- Extracted text
┌────────
Philip Yancey opens up about the British leprosy surgeon who inspired his Christian faith

Philip Yancey

Knowle Parish Church near Birmingham was full on Wednesday night as hundreds of people turned out to hear Philip Yancey speak about his latest book, Fearfully and Wonderfully, and the profound impact a British leprosy surgeon had on his faith.

Yancey, author of Where is God When It Hurts and What's So Amazing About Grace, spoke candidly about how, in his younger years, he had struggled to understand why God would allow pain and suffering.

"That was a barrier to my faith, I needed an answer to that," he said, adding that he needed more than the "cheerful, smiley propaganda tracks" of the Christian faith.

He explained that it was by chance that he came to hear of Dr Paul Brand after his wife stumbled upon a booklet about him as she was clearing out a closet of medical supplies at her work.
└────────
(Dataset excerpts)
┌────────
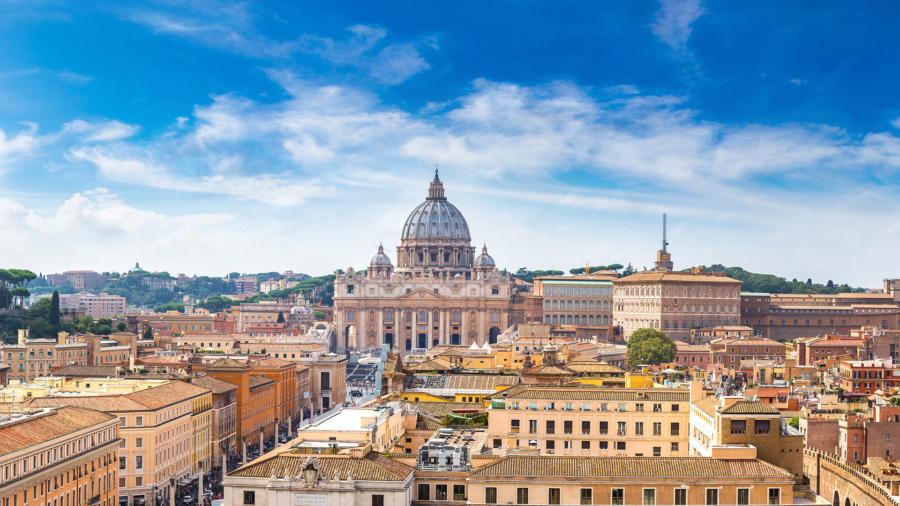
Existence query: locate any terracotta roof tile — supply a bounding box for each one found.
[719,401,780,415]
[191,376,237,394]
[228,453,413,481]
[0,406,116,456]
[469,455,793,479]
[506,387,691,402]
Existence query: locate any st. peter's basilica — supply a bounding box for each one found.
[334,171,513,353]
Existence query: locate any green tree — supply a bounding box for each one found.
[47,291,59,327]
[626,328,675,369]
[28,318,53,339]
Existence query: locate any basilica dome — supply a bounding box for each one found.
[400,200,472,241]
[475,246,497,267]
[369,244,391,265]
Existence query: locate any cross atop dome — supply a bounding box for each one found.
[427,164,447,200]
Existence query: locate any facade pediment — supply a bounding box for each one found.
[400,288,446,299]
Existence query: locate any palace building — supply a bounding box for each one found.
[334,171,514,354]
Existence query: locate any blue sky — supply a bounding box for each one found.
[0,0,900,286]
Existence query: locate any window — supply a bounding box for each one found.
[516,488,528,504]
[581,488,594,504]
[611,488,625,505]
[547,488,560,504]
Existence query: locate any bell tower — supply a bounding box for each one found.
[656,214,675,272]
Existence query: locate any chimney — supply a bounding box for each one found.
[691,381,706,402]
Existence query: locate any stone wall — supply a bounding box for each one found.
[803,449,900,506]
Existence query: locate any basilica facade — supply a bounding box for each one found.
[334,171,513,354]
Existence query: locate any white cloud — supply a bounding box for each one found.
[63,119,140,142]
[651,0,706,53]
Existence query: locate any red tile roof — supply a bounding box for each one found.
[0,406,116,456]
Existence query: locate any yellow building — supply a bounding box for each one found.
[191,390,213,472]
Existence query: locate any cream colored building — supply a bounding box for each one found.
[334,174,513,354]
[487,382,703,457]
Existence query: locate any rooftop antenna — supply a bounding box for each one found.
[663,213,669,253]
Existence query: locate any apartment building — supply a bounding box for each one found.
[488,382,703,457]
[690,397,803,484]
[0,329,90,382]
[839,358,900,395]
[526,271,618,326]
[709,337,785,369]
[613,267,741,342]
[206,358,276,448]
[47,271,108,290]
[0,407,121,506]
[190,376,237,459]
[24,380,211,504]
[468,455,794,505]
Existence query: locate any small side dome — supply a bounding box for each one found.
[370,244,391,266]
[475,246,497,267]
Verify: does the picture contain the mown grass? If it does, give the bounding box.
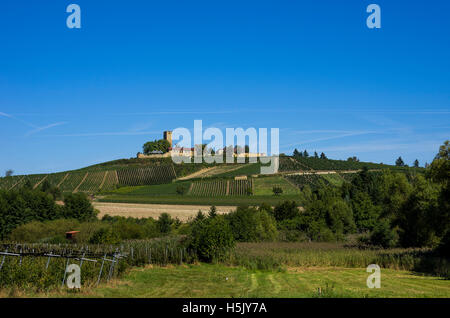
└────────
- Problems to work on
A - Set down the passage of the Philip Yancey article that opens with the words containing "Philip Yancey opens" and closes with "pain and suffering.".
B - Can you resume the article on Philip Yancey and the leprosy surgeon after its final sentence?

- Written answers
A -
Philip Yancey opens up about the British leprosy surgeon who inspired his Christian faith

Philip Yancey

Knowle Parish Church near Birmingham was full on Wednesday night as hundreds of people turned out to hear Philip Yancey speak about his latest book, Fearfully and Wonderfully, and the profound impact a British leprosy surgeon had on his faith.

Yancey, author of Where is God When It Hurts and What's So Amazing About Grace, spoke candidly about how, in his younger years, he had struggled to understand why God would allow pain and suffering.

B -
Dr Brand was a Christian doctor who was working with people with leprosy in Vellore, India at the time and the booklet contained a speech he had given about the "gift" of pain.

The idea that pain and suffering could be a "gift" was a radical concept to Yancey at the time and he tracked down Dr Brand to find out more, striking up a friendship that was to endure until the doctor's death in 2003.

Yancey credited Dr Brand not only with helping him to see pain in a positive light, but also with healing him from a negative experience of church that had "damaged" him in his earlier years.

"He opened my world and he opened my faith," said Yancey.

Yancey was speaking at an event in aid of Leprosy Mission, the Christian charity that Dr Brand was president of from 1993 to 1999.

He spoke about the continuing stigma that many sufferers still experience despite the advances in treatment and understanding of the disease, and he said there was still a lot of misunderstanding and fear, despite the fact that about "95% of people have a built in immunity".

"A lot of people think this is something from the past, but there were 200,000 new cases last year," he said.

"It's groups like Leprosy Mission that keep the facts alive."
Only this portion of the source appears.